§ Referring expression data

┄┄┄┄┄┄┄┄┄┄

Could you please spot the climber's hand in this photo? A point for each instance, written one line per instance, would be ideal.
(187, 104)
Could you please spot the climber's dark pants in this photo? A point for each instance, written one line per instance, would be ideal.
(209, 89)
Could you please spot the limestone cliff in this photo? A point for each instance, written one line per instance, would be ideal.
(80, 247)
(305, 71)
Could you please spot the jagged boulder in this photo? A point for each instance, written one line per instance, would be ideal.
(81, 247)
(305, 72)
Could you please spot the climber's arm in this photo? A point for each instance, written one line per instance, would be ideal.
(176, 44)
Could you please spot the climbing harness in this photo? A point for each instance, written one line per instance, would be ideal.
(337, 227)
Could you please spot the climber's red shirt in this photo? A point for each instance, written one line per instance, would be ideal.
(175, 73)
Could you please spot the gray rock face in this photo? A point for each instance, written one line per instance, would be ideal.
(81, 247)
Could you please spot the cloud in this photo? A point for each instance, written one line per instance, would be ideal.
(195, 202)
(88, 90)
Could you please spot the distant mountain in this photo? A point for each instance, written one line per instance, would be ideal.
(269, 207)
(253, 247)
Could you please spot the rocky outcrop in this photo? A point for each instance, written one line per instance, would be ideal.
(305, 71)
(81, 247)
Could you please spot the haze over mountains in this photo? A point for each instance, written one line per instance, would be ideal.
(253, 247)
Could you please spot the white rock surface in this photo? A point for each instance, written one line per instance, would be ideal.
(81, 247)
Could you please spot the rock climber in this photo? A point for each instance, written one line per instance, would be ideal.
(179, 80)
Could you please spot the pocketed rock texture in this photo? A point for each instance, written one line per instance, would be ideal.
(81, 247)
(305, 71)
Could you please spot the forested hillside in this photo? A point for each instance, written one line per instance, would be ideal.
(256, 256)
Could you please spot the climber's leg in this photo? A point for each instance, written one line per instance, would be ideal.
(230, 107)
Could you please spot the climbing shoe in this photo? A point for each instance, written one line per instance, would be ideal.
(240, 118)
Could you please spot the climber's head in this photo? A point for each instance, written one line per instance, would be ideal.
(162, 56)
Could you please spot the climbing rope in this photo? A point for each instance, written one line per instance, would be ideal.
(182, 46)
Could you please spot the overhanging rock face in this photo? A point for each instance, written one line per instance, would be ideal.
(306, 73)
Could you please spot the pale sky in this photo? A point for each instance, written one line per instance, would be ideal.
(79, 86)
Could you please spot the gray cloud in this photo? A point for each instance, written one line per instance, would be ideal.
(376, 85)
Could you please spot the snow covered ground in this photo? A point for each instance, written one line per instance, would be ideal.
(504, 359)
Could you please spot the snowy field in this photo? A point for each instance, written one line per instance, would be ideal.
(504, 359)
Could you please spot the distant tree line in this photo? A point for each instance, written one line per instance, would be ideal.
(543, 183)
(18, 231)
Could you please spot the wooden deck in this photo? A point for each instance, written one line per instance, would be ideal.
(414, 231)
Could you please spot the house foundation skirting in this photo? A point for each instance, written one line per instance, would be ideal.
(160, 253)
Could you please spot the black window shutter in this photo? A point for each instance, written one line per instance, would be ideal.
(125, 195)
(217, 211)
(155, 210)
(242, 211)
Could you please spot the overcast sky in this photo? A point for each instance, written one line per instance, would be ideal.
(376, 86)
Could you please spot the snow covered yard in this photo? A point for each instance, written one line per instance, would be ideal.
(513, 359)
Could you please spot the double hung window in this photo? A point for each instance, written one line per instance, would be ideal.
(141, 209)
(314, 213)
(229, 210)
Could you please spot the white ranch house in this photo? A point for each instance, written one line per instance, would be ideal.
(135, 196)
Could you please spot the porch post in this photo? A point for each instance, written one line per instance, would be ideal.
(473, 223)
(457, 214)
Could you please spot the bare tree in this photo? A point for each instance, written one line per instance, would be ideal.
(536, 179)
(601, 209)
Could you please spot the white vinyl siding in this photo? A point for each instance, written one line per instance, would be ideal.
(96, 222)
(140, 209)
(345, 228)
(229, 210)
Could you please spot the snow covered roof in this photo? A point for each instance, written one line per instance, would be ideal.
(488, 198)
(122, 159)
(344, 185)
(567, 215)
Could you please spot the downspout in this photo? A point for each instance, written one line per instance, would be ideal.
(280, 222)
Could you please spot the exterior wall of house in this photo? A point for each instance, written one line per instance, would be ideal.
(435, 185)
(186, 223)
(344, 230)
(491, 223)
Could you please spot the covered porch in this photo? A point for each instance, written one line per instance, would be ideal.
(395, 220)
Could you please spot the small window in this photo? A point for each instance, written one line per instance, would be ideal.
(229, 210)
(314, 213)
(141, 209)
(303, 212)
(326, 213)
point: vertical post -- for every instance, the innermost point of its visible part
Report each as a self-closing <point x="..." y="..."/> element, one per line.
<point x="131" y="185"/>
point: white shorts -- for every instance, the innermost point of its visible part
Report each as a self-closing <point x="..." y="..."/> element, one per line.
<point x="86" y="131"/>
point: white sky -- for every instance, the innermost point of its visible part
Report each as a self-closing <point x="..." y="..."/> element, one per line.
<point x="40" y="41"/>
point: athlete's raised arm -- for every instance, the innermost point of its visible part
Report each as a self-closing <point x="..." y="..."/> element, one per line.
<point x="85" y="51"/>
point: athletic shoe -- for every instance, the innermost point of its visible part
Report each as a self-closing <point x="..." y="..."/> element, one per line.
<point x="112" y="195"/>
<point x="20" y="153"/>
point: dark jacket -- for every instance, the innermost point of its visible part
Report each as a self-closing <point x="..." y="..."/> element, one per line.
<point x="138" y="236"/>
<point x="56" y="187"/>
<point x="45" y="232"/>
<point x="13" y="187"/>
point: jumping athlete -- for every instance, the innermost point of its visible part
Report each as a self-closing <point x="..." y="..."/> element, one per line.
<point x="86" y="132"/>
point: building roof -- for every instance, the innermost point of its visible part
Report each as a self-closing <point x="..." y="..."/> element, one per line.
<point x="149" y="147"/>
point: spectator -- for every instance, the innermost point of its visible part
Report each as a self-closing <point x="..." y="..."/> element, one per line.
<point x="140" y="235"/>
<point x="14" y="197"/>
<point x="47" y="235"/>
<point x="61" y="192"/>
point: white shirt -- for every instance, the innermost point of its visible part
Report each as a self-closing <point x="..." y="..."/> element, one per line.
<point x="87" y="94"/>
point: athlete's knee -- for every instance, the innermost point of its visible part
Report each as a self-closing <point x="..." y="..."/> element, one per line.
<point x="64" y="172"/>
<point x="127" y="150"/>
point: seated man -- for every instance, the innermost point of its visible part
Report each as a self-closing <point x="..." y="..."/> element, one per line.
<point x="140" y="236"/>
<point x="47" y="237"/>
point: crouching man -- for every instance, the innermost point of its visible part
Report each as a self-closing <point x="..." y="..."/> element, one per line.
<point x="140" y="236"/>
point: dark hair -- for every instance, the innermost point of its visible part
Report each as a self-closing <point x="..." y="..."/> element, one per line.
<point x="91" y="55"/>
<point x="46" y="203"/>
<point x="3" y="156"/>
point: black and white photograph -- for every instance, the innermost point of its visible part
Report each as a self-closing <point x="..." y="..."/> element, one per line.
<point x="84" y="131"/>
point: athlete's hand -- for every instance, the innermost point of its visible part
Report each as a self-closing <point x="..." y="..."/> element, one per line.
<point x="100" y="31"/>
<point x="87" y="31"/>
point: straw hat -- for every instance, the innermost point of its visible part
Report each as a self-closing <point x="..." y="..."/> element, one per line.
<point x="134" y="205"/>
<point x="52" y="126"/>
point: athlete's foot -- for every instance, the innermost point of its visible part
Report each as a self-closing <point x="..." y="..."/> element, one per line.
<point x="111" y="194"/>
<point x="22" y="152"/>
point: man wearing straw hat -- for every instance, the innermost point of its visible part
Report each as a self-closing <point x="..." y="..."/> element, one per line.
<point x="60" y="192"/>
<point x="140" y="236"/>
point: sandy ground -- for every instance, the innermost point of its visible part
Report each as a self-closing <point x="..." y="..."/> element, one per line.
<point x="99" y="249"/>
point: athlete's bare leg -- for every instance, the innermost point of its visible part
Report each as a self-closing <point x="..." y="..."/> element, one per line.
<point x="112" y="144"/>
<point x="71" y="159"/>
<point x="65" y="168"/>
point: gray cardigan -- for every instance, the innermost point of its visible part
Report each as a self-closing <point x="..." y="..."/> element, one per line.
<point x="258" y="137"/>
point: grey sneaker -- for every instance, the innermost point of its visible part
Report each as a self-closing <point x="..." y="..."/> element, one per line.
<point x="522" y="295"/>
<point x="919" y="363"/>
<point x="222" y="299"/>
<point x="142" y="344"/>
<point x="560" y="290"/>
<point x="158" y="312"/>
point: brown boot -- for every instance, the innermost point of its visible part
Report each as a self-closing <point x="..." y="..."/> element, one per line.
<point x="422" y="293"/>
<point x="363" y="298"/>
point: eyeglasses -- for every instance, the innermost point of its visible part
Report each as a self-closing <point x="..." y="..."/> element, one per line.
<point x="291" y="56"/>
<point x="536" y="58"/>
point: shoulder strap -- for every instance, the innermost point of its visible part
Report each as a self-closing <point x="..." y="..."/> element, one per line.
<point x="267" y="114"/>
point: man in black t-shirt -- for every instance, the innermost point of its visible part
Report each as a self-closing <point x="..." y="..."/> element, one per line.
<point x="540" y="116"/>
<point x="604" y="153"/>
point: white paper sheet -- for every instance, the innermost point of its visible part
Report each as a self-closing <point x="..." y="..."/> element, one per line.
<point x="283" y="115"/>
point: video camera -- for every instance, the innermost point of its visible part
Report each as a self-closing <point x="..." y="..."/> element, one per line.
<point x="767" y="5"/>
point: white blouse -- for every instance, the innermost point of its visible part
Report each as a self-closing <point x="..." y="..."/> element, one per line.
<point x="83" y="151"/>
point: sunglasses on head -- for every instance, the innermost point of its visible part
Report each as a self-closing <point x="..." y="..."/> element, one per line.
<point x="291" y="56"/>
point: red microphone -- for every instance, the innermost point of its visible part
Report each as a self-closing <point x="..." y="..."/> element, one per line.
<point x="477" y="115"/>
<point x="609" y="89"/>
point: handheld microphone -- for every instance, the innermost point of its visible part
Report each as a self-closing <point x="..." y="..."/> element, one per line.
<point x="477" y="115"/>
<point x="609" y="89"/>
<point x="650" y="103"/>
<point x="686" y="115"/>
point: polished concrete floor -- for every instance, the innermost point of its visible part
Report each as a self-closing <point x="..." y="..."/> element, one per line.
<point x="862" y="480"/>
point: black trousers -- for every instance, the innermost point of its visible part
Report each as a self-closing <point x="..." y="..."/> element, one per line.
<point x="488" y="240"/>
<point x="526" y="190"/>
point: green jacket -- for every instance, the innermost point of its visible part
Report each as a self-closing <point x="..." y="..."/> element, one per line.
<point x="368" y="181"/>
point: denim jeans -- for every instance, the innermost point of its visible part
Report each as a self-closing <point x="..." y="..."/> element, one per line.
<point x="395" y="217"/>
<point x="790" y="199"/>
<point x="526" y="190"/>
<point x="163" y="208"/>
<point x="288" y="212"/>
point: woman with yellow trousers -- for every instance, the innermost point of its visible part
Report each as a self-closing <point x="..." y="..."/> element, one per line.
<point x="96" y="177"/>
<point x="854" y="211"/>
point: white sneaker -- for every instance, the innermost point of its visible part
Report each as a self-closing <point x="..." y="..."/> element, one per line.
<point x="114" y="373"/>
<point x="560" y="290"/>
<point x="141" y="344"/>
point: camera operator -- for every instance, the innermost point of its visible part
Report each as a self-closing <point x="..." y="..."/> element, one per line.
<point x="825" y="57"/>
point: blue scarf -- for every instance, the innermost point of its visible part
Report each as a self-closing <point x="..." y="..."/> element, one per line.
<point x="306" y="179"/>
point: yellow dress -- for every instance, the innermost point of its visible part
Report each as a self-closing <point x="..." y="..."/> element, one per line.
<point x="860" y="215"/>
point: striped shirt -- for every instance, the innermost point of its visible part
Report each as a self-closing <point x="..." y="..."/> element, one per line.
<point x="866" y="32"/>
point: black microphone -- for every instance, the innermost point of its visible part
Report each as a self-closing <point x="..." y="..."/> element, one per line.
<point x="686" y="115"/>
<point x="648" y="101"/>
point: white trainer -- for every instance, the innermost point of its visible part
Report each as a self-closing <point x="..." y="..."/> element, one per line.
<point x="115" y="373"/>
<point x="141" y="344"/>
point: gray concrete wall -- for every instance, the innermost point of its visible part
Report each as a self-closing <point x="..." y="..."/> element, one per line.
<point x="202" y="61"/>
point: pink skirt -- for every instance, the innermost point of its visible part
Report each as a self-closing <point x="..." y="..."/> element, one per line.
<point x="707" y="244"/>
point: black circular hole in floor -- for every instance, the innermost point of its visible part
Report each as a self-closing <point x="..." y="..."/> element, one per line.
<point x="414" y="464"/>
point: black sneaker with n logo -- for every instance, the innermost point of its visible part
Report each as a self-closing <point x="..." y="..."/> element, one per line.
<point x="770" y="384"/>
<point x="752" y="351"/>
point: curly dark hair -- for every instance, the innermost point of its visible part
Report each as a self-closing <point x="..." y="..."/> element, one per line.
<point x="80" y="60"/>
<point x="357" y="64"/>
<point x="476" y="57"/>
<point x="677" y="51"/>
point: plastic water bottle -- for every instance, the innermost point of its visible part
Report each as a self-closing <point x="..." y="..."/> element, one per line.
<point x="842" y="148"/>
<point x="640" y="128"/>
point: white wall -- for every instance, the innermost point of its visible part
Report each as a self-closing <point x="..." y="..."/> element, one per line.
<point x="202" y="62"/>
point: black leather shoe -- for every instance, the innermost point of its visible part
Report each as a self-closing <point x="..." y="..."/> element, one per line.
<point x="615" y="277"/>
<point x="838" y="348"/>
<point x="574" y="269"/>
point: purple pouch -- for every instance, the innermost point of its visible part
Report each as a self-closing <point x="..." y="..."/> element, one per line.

┄┄┄┄┄┄┄┄┄┄

§ WHAT IS BEING ASKED
In the data above, find each line where the string "microphone" appears, then copy it.

§ ANSWER
point: red microphone -- for every instance, the innermost point of its visible part
point: handheld microphone -- for every instance, the innermost point of its visible part
point: black microphone -- for every instance, the innermost point of its visible part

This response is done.